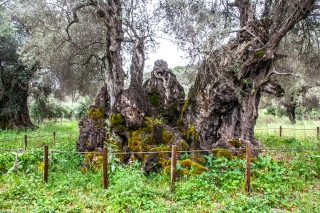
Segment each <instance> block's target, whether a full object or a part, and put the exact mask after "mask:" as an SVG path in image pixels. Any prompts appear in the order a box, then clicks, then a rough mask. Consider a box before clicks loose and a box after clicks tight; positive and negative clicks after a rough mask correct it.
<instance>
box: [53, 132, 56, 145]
mask: <svg viewBox="0 0 320 213" xmlns="http://www.w3.org/2000/svg"><path fill="white" fill-rule="evenodd" d="M55 144H56V132H53V145H55Z"/></svg>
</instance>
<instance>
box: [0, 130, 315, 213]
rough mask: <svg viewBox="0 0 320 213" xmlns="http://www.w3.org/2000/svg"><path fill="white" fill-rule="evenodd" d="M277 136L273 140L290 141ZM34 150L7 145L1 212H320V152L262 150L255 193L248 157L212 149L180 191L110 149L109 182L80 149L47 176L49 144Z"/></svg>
mask: <svg viewBox="0 0 320 213" xmlns="http://www.w3.org/2000/svg"><path fill="white" fill-rule="evenodd" d="M51 131H52V129H50V130H49V131H48V132H47V133H50V132H51ZM1 133H4V132H1ZM4 134H6V133H4ZM10 134H12V133H10ZM43 134H45V131H44V132H43ZM57 134H58V133H57ZM1 137H4V136H3V135H2V136H1ZM272 140H273V141H270V142H268V141H265V143H266V144H268V146H269V147H280V146H281V144H283V143H284V142H285V141H281V140H282V139H279V138H277V137H274V138H272ZM292 140H293V139H292ZM297 141H298V140H297ZM298 142H299V141H298ZM298 142H297V143H298ZM286 143H288V144H289V145H290V144H291V145H292V144H295V143H296V142H295V141H293V142H292V143H290V142H286ZM272 145H274V146H272ZM53 148H54V149H55V150H70V151H75V139H74V138H70V137H69V138H68V137H66V138H57V142H56V144H55V146H54V147H53ZM32 150H33V151H26V152H24V153H18V161H16V156H17V153H15V152H0V212H28V213H29V212H157V213H158V212H165V213H167V212H320V206H319V203H320V179H319V177H320V153H319V151H308V152H306V151H301V150H297V151H286V152H284V151H279V150H276V151H268V152H266V151H264V152H261V153H260V155H259V156H258V157H256V158H255V159H254V162H252V164H251V193H250V194H247V193H246V192H245V190H244V170H245V160H244V159H239V158H233V159H232V160H230V161H229V160H227V159H225V158H216V157H214V156H213V155H209V156H206V157H205V158H206V165H205V166H206V167H207V168H208V171H207V172H204V173H202V174H201V175H186V176H182V177H178V179H177V182H176V184H175V187H174V191H172V190H171V187H170V176H169V175H166V174H161V173H158V174H156V173H151V174H150V175H148V176H145V175H144V173H143V171H142V170H141V169H140V168H139V166H138V165H139V163H137V162H133V163H132V164H131V165H120V164H118V163H117V161H116V158H115V156H113V155H109V167H108V168H109V187H108V189H103V187H102V171H98V172H95V170H90V169H89V170H88V171H87V172H86V173H81V170H80V168H81V164H82V162H83V155H81V154H74V153H53V154H52V157H51V158H50V162H51V163H50V165H49V181H48V183H44V182H43V180H42V178H43V177H42V160H43V159H42V154H43V153H42V152H43V150H42V147H39V148H33V149H32ZM49 150H50V149H49ZM15 162H16V164H15ZM15 165H16V167H15ZM178 169H182V168H178ZM193 169H196V168H193Z"/></svg>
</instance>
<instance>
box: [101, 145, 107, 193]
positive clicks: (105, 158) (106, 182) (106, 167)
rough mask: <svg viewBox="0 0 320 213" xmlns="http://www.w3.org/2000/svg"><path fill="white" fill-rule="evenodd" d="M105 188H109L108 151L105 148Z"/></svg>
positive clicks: (103, 184) (103, 156)
mask: <svg viewBox="0 0 320 213" xmlns="http://www.w3.org/2000/svg"><path fill="white" fill-rule="evenodd" d="M102 151H103V188H105V189H107V188H108V149H107V148H105V147H104V148H103V149H102Z"/></svg>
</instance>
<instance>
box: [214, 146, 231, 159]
mask: <svg viewBox="0 0 320 213" xmlns="http://www.w3.org/2000/svg"><path fill="white" fill-rule="evenodd" d="M212 154H213V155H215V156H217V157H218V158H222V157H224V158H227V159H228V160H231V159H232V158H234V156H233V155H232V154H231V153H230V152H229V151H228V150H225V149H219V148H214V149H212Z"/></svg>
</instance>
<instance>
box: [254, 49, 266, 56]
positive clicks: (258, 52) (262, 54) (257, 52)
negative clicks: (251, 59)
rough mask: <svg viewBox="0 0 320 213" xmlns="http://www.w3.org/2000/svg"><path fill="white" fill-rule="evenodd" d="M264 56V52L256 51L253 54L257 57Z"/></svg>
mask: <svg viewBox="0 0 320 213" xmlns="http://www.w3.org/2000/svg"><path fill="white" fill-rule="evenodd" d="M264 54H265V52H264V51H262V50H260V51H257V52H256V53H255V55H256V56H258V57H262V56H263V55H264Z"/></svg>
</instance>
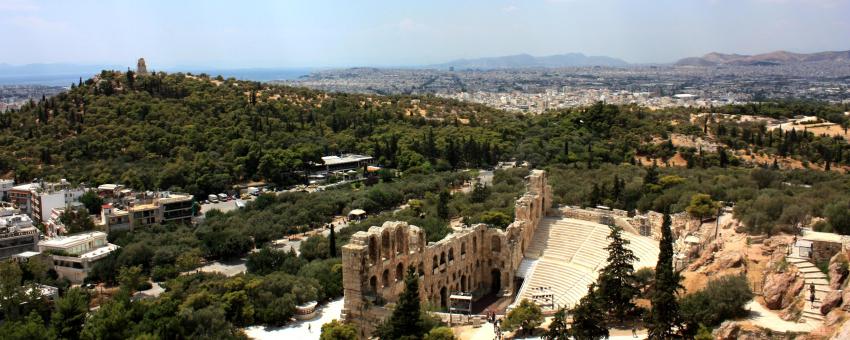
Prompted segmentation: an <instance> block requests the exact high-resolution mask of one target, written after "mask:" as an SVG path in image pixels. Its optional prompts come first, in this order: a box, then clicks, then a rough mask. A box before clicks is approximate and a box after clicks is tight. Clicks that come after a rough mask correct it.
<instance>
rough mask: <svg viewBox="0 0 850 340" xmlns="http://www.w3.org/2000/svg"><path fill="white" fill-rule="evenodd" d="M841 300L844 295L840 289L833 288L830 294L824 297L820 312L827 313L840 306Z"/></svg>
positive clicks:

══════

▶ _Work to be completed_
Search the entries for the word "negative", then gather every line that has it.

▶ _Written solution_
Segment each <instance> block's target, whether a full object or a part, and put the exact mask after "mask:" as an SVG path in image pixels. Any prompts appear in the order a box, then clicks, then a rough mask. Consider a box before clicks loose and a box after clicks tight; positive and negative clicks after a rough mask correct it.
negative clicks: (251, 59)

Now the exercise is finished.